SOURCE EXTRACT:
** START **

Karl Marx: Alienation

             Karl Marx (1818-1883) utilizes the rhetorical strategy of explicit word usage to convey his message dealing with alienation. In his early writing on "Alienated Labour," there is a clear and prevailing focus on the predicament of the labourer. In my eyes it is an attempt to draw a stark distinction between property owners and workers. The purpose of this paper is to view Marx's concept of alienation and how it affects a particular individual. To do so we will look at what Marx means by alienation, the different sorts of alienation that he uncovered, and the relationship between the capitalistic, class society and alienation itself.

** END **

YOUR TASKS:
a - Say whether each statement agrees with the essay on Marx and alienation, answering yes or no and quoting the words that decide it. (i) The essay describes Marx's early writing on "Alienated Labour" as focused on the predicament of the laborer. (ii) The essay states that its purpose is to compare Marx's idea of alienation with the ideas of other thinkers. (iii) The essay gives Marx's life span as 1818 to 1883.
b - Resume the essay on Marx and alienation, picking up right after its final sentence.
The data that come next are separate material and are not part of the essay on Marx and alienation.

(Excerpts from point annotation data)
** START **

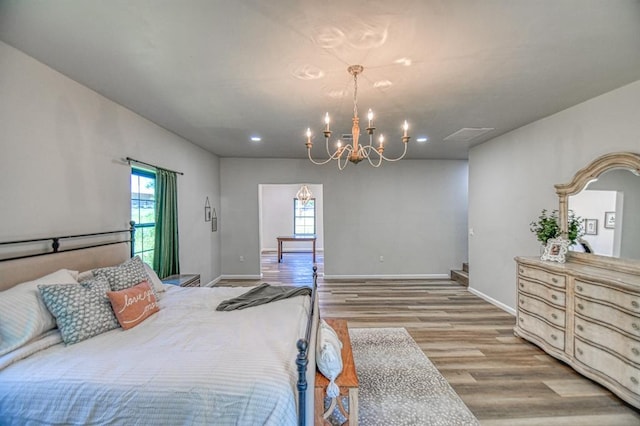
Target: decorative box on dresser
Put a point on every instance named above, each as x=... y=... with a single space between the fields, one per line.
x=587 y=316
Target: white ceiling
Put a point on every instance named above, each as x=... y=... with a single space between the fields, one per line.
x=219 y=71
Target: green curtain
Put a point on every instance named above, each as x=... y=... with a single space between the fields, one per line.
x=166 y=254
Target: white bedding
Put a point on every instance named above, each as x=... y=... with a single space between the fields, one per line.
x=187 y=364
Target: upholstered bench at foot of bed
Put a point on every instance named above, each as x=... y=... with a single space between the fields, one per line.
x=347 y=381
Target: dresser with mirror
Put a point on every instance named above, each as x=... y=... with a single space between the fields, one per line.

** END **

RESPONSES FOR EACH TASK:
a -
(i) Yes: "there is a clear and prevailing focus on the predicament of the labourer"
(ii) No: "The purpose of this paper is to view Marx's concept of alienation and how it affects a particular individual."
(iii) Yes: "Karl Marx (1818-1883)"

b -
             According to Oxford's English Dictionary, alienation is defined as "estranged or to make hostile"(19). This is only the beginning of what "alienation" means to Karl Marx. "Marx's philosophy, like much of existential thinking, represents a protest against man's alienation, his loss of himself and his transformation into a thing; it is a movement against the dehumanization and automatization of man inherent in the development of Western industrialism"(Fromm, V). Marx was a believer in an inevitable revolution between capitalists, and the workers employed in their industries. He believed that the actual cost of any product is simply the price of material and most importantly, the labour employed to create it. However, the owner of the industry does no labour in creating the product, but rather buys a labourer and sells the results of that man's work. Marx therefore considered any profit made in the sale of the product to be stolen from the worker. With this in mind, we turn to Ma!
             rx's actual concept of alienation according to author Erich Fromm. "Alienation (or "estrangement") means, for Marx, that man does not experience himself as the acting agent in his grasp of the world, but that the world (nature, others, and he himself) remain alien to him. They stand above and against him as objects, even though th...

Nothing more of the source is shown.